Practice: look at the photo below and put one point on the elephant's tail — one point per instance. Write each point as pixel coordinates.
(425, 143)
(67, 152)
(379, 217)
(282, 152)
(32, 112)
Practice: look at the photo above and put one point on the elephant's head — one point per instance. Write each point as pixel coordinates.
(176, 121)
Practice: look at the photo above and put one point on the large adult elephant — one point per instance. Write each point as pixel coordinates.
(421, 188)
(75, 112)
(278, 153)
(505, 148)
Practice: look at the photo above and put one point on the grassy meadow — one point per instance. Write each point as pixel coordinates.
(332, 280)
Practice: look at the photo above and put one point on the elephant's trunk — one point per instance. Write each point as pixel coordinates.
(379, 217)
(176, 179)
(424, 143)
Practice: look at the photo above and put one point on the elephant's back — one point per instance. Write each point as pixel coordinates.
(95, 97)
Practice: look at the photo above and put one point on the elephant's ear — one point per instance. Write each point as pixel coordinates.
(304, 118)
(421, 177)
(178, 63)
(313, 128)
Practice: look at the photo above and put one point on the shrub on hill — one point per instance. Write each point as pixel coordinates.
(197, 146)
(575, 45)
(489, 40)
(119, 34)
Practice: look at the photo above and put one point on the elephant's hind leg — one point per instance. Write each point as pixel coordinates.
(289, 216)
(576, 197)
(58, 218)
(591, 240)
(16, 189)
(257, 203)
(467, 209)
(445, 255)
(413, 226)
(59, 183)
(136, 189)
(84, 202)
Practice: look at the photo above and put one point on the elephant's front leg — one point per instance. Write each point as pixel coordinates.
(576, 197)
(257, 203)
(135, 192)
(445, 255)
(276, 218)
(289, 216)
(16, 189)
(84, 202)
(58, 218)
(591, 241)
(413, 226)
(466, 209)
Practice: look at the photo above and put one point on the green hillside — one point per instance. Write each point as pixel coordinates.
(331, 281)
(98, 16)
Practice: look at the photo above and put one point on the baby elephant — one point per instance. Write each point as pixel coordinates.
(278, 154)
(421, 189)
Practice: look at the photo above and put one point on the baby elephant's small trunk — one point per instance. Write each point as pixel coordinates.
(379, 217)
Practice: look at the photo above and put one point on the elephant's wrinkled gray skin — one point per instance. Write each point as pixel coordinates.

########

● Job
Extract the lines above and copy them out exactly, from the first one to the last.

● Answer to this exercise
Practice: look at the photo below and put one point on the elephant's tail — one point per instance. Write each point as pixel coordinates.
(425, 143)
(67, 152)
(379, 217)
(282, 152)
(32, 112)
Practice: look at the photo above and put one point on the elephant's head — one point per instance. Write each point as pixel coordinates.
(176, 121)
Practice: look at the photo above and put one point on the large adult elephant — one point per instance. Write each point as pixel coordinates.
(421, 188)
(75, 112)
(278, 153)
(505, 148)
Practice: look at the photo above and put one point on the grassy meadow — one point per instance. Write each point as pixel coordinates.
(332, 280)
Practice: look at the photo above and put one point on the elephant's trunk — one point per instance. Write each point as pixel coordinates.
(379, 217)
(176, 179)
(424, 143)
Practice: look at the photo above and put one point on the elephant's back — one point per instance. Write each point as pixel coordinates.
(95, 97)
Practice: look at the photo above and put one point on the elephant's ear — one point per instance. Write each point as pixel coordinates.
(304, 118)
(421, 177)
(178, 63)
(313, 128)
Practice: look at the photo above and put one point on the shrub on hill — one point per instance. Write each point as pixel coordinates.
(197, 146)
(575, 45)
(489, 40)
(119, 34)
Practice: look at the photo above and put one point on the elephant's hind leg — one point per instance. Write each point as pixel coordinates.
(289, 216)
(576, 197)
(58, 218)
(591, 240)
(16, 189)
(257, 203)
(467, 209)
(445, 255)
(413, 226)
(59, 183)
(136, 189)
(84, 202)
Practice: look at the photo above and put one point on the elephant's front leg — one point per instance. Write each point as pixel coordinates.
(576, 197)
(257, 203)
(135, 192)
(445, 255)
(276, 218)
(289, 216)
(16, 189)
(84, 202)
(58, 218)
(591, 241)
(413, 226)
(466, 209)
Practice: look at the photo above and put one point on the green hillside — one point per instance. Write each point as pixel coordinates.
(331, 281)
(98, 16)
Practice: look at the photo above and put one point on the baby elephant — one point per instance. Write each point as pixel coordinates.
(278, 154)
(421, 189)
Practice: look at the photo above and put one point on the baby elephant's small trunk — one point per instance. Write each point as pixel coordinates.
(379, 217)
Practice: look at the photo above and put one point on the elephant's wrinkled gray skin — one point per instance. Write each point as pixel coordinates.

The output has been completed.